╭─ SUPPLIED MATERIAL

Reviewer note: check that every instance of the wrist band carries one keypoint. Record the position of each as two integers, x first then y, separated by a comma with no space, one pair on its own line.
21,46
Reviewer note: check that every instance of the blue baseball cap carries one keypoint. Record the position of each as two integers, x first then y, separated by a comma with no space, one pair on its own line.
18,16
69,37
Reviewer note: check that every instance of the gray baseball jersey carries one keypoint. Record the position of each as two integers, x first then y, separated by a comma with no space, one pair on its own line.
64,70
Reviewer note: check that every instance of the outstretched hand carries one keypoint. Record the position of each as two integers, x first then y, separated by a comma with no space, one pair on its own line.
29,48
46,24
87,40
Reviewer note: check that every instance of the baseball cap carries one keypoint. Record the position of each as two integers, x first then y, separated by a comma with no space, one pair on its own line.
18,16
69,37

╰─
╭─ SUPPLIED MATERIAL

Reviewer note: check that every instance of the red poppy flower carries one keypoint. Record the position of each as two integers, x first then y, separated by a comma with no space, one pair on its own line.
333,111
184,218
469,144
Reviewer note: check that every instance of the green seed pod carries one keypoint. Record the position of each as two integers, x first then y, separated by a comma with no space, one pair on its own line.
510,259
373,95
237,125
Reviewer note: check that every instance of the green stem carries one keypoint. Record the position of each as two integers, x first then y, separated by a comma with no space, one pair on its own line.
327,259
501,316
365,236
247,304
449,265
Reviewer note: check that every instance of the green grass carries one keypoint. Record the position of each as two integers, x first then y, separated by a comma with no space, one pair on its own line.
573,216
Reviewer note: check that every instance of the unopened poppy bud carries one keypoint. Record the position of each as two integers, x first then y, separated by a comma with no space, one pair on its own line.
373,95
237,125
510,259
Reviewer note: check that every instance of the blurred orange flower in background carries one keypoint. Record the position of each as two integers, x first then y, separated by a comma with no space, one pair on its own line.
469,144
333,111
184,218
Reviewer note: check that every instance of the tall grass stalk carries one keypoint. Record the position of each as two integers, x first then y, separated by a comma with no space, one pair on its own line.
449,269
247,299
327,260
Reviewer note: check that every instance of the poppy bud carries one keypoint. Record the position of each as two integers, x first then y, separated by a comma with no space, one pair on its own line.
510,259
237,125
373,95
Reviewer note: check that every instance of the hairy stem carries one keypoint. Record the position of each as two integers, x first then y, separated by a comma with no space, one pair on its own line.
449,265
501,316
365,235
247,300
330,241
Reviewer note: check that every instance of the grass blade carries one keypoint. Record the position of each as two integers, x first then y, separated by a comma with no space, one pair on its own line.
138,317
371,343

╰─

# DIRECTIONS FOR THIS TASK:
Gather every line of the records above that contains the string "baseball", and copy each one out in full. Case counts.

# REPLY:
Reviewer note: check that every instance of the blue baseball cap carries one keypoint. Record the position of each as two integers, x first then y, separated by a comma with no space, one pair on its own line.
Reviewer note: check that every instance of the gray baseball jersey carries one keypoint. Record the position of each as two integers, x first then y, separated by a comma with no space, one pair on its own line.
Reviewer note: check that every instance of the baseball cap carries one keypoint. Record the position of each as two integers, x first then y, separated by a comma with no space, one pair on its own line.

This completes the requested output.